__Problem to solve__
Tally the lines in the rows below that contain the word "table". Reply with only the number.

__Provided data__
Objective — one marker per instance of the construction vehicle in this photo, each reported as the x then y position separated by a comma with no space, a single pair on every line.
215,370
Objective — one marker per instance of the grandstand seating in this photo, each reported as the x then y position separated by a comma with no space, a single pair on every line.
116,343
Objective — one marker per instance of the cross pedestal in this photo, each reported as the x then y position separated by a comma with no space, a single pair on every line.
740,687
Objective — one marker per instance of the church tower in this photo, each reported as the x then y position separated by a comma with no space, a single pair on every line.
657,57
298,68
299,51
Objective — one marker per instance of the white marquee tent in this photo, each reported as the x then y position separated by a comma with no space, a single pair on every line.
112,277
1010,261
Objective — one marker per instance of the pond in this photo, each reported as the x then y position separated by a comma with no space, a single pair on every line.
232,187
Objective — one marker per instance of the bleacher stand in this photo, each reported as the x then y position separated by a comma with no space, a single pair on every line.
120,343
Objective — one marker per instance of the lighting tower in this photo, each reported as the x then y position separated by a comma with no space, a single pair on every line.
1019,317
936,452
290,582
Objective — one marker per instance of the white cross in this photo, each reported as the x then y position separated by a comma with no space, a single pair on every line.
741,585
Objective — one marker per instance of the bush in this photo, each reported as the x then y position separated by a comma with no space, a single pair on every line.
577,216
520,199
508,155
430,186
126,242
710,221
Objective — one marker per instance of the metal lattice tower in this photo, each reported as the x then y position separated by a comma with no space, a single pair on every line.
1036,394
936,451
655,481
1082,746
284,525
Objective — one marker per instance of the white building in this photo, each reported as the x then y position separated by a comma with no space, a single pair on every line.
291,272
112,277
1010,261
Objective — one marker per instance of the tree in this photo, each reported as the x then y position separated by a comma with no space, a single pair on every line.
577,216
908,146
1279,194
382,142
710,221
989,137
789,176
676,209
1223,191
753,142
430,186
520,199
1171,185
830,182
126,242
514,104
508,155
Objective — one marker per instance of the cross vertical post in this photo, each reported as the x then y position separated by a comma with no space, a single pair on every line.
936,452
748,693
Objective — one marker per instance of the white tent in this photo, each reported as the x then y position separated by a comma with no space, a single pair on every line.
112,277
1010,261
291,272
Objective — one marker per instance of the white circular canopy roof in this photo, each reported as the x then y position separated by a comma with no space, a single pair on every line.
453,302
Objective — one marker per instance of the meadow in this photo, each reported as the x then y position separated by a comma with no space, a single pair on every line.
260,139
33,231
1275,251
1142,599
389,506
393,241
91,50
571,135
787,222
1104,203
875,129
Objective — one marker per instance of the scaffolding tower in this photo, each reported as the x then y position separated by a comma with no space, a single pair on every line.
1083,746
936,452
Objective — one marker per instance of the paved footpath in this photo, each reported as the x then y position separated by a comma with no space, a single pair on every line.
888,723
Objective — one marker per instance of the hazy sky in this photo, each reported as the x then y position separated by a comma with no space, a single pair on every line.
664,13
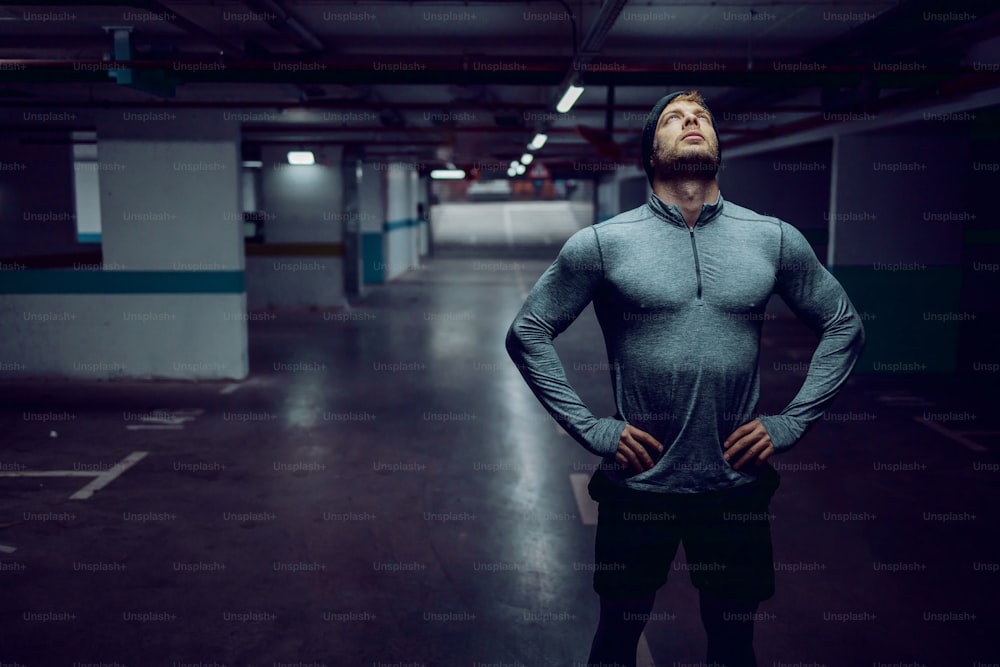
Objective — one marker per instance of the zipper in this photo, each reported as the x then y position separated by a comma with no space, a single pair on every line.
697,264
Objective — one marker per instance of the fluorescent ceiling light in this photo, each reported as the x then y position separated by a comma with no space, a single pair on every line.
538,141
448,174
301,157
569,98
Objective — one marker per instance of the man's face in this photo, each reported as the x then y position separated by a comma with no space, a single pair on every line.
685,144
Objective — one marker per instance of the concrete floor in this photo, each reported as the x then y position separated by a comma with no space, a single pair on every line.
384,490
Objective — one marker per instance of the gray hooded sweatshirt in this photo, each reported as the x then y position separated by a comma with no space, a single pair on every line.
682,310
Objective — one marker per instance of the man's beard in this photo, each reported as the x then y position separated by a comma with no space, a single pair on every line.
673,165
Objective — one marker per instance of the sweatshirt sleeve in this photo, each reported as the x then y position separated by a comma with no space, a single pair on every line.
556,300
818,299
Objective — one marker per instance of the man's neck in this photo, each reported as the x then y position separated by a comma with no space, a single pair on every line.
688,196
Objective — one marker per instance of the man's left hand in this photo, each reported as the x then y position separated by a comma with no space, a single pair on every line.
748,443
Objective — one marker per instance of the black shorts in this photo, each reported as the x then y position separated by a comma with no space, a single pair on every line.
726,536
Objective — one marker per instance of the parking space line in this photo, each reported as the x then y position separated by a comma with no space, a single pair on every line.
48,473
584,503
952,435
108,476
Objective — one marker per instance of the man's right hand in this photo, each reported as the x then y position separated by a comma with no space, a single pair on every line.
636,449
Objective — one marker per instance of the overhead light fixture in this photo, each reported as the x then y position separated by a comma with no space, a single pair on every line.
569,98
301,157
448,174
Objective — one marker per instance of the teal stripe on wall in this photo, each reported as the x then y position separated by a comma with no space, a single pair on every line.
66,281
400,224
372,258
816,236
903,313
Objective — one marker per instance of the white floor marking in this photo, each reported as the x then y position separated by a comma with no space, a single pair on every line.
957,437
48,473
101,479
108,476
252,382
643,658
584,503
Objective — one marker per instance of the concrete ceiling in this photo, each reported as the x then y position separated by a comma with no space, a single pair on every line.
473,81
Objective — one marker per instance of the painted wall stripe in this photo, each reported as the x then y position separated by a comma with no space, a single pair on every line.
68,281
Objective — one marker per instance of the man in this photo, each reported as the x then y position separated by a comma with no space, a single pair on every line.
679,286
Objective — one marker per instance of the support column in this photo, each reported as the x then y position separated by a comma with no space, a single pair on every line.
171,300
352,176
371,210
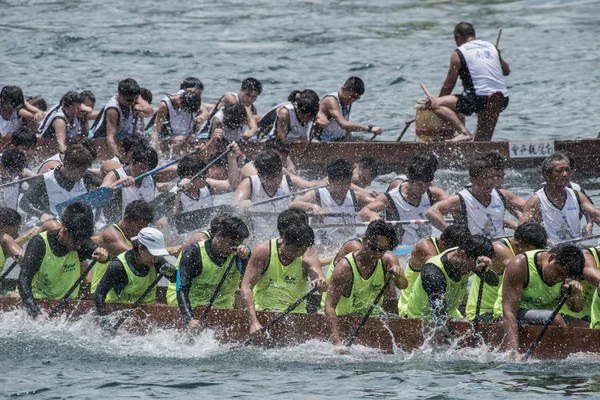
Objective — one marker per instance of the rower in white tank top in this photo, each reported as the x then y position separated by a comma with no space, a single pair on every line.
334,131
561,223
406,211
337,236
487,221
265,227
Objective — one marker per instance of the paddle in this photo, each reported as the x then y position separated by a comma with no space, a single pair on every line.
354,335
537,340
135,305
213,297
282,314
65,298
...
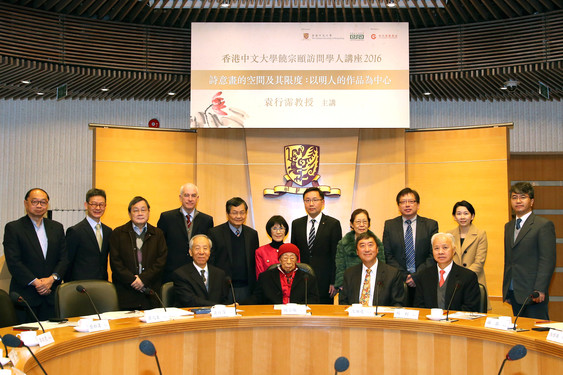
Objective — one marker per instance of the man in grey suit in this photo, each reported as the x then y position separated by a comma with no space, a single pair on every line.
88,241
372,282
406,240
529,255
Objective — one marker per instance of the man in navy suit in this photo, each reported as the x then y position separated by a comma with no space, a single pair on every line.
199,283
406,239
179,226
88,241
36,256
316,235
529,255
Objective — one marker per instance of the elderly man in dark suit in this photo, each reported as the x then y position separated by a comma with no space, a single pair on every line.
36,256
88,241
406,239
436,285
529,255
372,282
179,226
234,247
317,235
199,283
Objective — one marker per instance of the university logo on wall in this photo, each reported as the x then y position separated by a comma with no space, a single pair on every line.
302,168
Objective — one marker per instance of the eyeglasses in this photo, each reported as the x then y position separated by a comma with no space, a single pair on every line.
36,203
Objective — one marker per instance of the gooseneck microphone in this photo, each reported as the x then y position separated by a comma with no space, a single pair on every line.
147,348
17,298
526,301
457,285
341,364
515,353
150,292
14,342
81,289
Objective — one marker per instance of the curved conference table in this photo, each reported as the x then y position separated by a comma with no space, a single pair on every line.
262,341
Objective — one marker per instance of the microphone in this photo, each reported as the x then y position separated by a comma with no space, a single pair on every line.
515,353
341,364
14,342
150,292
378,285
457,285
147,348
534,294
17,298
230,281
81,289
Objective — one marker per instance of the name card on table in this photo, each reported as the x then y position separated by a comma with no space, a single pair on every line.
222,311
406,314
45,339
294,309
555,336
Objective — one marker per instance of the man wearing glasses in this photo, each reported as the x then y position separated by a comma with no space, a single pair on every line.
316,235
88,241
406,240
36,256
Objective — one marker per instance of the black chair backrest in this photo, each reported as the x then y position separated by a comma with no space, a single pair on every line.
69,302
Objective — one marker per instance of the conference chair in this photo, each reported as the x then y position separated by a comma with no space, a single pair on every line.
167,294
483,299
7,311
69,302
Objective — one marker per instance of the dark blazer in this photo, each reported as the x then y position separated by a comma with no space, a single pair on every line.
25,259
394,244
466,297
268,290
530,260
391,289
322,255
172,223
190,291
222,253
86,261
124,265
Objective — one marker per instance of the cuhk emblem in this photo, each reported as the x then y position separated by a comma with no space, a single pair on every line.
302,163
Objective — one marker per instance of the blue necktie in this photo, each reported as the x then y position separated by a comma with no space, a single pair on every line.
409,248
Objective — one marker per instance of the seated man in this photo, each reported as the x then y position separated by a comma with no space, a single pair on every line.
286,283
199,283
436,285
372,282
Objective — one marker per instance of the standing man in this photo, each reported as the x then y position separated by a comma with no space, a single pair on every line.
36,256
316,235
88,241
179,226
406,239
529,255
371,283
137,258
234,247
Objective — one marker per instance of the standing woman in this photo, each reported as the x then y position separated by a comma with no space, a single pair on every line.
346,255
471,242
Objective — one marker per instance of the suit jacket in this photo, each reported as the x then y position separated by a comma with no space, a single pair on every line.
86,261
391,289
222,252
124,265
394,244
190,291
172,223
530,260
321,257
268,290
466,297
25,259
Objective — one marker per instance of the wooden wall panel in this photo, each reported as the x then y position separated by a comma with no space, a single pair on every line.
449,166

__Task response__
2